• _Given instruction_
Set out as a numbered list the lines from the one containing "outline poster on wall, every instance" through the last line of the items, both ends included. Leave out any blank lines.

* begin Data rows *

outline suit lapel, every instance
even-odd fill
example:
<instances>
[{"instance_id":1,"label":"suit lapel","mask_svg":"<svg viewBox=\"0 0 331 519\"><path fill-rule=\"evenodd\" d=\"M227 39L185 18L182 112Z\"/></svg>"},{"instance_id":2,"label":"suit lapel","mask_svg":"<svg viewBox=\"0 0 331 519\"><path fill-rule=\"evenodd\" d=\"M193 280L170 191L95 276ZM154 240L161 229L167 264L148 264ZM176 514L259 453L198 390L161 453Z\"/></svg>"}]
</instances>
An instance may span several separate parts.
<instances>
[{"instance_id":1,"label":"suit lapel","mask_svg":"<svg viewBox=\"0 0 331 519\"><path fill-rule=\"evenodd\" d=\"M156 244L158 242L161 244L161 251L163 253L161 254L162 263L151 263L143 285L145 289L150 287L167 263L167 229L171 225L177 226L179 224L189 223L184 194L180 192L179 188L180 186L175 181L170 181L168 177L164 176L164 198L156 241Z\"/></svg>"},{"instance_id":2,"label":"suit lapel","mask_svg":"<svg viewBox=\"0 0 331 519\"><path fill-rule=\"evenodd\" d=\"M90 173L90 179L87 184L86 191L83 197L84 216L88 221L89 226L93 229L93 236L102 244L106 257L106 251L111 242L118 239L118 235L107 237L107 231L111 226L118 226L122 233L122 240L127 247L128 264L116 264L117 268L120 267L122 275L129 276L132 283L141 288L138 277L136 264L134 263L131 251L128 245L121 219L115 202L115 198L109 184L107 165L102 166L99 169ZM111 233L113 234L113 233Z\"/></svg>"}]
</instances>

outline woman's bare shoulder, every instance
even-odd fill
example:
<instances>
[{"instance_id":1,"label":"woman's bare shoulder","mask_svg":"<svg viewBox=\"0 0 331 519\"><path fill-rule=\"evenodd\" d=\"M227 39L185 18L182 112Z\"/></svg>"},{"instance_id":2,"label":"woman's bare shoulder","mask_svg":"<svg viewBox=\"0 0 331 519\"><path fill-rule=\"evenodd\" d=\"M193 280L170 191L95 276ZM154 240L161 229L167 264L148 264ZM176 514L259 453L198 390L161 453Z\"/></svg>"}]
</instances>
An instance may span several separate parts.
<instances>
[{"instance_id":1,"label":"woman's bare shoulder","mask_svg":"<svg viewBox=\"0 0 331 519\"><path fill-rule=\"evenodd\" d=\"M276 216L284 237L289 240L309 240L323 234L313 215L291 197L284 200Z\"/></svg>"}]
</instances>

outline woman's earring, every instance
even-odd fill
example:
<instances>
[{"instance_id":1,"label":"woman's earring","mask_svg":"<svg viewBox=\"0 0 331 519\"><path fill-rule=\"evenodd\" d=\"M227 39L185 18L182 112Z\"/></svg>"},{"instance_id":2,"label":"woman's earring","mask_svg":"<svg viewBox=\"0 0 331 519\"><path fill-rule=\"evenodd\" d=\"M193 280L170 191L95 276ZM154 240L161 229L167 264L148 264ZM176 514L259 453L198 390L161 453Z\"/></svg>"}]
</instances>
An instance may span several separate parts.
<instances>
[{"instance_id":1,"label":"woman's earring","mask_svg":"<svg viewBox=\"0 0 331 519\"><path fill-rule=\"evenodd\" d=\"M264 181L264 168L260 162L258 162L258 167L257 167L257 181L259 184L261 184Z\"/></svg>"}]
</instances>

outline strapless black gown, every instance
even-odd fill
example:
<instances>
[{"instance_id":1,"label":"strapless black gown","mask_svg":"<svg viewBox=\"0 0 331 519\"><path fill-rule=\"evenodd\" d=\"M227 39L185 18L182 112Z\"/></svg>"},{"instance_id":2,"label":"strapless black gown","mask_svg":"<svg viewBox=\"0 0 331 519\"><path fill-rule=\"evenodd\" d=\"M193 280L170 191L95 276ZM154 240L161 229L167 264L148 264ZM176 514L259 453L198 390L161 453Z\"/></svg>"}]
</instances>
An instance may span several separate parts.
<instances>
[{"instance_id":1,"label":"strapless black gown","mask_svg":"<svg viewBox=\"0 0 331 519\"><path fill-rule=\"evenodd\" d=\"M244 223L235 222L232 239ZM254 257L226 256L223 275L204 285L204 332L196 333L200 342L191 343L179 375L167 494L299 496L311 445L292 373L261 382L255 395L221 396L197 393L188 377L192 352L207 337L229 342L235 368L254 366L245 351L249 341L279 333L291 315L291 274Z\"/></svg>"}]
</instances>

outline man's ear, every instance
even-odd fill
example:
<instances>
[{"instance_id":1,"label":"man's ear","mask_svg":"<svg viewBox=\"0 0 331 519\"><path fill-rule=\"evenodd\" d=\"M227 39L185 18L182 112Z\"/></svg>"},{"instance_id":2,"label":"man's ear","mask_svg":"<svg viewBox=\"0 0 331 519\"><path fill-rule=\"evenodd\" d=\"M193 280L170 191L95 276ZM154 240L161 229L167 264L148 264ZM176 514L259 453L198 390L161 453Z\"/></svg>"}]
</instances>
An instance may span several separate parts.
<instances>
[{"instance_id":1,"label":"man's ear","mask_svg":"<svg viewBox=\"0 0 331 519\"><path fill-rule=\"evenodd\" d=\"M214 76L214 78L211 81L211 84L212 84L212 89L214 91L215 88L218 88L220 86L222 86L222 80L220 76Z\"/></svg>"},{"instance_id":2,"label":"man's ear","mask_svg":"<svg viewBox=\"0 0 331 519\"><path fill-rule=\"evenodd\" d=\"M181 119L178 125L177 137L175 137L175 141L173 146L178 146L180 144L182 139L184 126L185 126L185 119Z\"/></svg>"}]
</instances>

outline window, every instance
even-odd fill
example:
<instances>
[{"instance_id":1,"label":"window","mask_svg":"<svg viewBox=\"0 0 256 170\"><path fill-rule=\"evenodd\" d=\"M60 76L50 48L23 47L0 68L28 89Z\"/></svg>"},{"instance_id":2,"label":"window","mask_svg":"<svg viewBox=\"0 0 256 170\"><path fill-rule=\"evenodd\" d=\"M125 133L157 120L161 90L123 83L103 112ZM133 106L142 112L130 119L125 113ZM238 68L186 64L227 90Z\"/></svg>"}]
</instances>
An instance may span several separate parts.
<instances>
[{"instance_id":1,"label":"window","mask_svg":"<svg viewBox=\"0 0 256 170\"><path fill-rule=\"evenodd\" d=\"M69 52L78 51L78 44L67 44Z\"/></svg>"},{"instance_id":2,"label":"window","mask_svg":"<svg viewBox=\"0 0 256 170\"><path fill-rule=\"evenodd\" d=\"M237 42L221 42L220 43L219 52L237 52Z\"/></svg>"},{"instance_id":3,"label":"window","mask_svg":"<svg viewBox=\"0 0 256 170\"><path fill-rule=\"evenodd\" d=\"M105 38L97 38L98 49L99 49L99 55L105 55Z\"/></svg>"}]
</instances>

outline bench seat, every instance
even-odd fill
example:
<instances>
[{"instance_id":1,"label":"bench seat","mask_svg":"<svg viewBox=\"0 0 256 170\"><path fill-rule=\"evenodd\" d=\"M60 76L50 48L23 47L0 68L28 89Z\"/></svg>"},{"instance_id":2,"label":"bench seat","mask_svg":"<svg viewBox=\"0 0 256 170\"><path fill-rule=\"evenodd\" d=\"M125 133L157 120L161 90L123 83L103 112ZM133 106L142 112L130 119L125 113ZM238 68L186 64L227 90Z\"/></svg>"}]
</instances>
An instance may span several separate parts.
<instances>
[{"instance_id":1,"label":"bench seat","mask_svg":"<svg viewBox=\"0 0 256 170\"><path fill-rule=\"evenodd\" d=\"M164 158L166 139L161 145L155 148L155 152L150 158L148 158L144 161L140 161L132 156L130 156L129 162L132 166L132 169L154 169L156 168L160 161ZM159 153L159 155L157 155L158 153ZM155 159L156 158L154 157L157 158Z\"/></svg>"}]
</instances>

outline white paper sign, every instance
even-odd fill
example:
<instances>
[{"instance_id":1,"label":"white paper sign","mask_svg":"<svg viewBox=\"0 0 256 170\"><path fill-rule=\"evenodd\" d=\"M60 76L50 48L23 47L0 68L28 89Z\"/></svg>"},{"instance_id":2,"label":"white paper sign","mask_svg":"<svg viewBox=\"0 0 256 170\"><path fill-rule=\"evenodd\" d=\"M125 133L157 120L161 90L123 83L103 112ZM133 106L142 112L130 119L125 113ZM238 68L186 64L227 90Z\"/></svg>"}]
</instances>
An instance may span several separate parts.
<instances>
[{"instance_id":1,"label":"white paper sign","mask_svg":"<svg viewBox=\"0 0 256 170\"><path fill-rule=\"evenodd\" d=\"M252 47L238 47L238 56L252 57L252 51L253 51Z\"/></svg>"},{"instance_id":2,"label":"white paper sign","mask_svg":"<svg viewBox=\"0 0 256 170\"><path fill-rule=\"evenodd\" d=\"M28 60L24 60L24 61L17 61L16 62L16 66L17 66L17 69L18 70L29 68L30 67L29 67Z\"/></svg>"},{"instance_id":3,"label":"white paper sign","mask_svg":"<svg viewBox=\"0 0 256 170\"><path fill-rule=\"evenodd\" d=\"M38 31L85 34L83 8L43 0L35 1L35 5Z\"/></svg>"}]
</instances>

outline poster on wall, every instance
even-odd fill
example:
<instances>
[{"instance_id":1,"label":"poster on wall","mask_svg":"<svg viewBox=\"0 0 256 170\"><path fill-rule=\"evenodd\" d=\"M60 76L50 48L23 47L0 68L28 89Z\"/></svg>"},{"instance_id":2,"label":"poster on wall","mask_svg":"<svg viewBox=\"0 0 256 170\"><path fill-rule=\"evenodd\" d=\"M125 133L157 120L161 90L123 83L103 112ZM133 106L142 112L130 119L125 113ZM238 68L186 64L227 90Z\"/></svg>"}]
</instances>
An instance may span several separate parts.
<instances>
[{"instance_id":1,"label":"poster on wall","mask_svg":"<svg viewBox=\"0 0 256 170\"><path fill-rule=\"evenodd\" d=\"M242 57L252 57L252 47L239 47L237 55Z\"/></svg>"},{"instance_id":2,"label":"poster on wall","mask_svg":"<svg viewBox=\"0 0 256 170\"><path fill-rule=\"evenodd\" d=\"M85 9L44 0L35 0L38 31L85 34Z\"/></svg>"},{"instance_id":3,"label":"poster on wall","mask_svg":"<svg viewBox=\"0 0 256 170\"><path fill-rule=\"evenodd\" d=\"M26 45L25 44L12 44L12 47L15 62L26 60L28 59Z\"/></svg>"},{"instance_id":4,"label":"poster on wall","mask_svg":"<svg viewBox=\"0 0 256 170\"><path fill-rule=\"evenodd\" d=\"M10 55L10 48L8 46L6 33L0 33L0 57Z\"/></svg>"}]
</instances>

* end Data rows *

• _Written solution_
1. outline poster on wall, every instance
2. even-odd fill
3. example:
4. <instances>
5. [{"instance_id":1,"label":"poster on wall","mask_svg":"<svg viewBox=\"0 0 256 170\"><path fill-rule=\"evenodd\" d=\"M60 76L50 48L23 47L0 68L28 89Z\"/></svg>"},{"instance_id":2,"label":"poster on wall","mask_svg":"<svg viewBox=\"0 0 256 170\"><path fill-rule=\"evenodd\" d=\"M125 133L157 120L161 90L123 83L103 112ZM133 106L142 112L130 119L125 113ZM238 68L186 64L227 90Z\"/></svg>"}]
6. </instances>
7. An instance may span several separate parts.
8. <instances>
9. [{"instance_id":1,"label":"poster on wall","mask_svg":"<svg viewBox=\"0 0 256 170\"><path fill-rule=\"evenodd\" d=\"M242 57L252 57L252 47L239 47L237 55Z\"/></svg>"},{"instance_id":2,"label":"poster on wall","mask_svg":"<svg viewBox=\"0 0 256 170\"><path fill-rule=\"evenodd\" d=\"M85 9L44 0L35 0L38 31L85 34Z\"/></svg>"},{"instance_id":3,"label":"poster on wall","mask_svg":"<svg viewBox=\"0 0 256 170\"><path fill-rule=\"evenodd\" d=\"M26 45L25 44L12 44L12 47L15 62L26 60L28 59Z\"/></svg>"},{"instance_id":4,"label":"poster on wall","mask_svg":"<svg viewBox=\"0 0 256 170\"><path fill-rule=\"evenodd\" d=\"M10 55L10 48L8 46L6 33L0 33L0 57Z\"/></svg>"}]
10. </instances>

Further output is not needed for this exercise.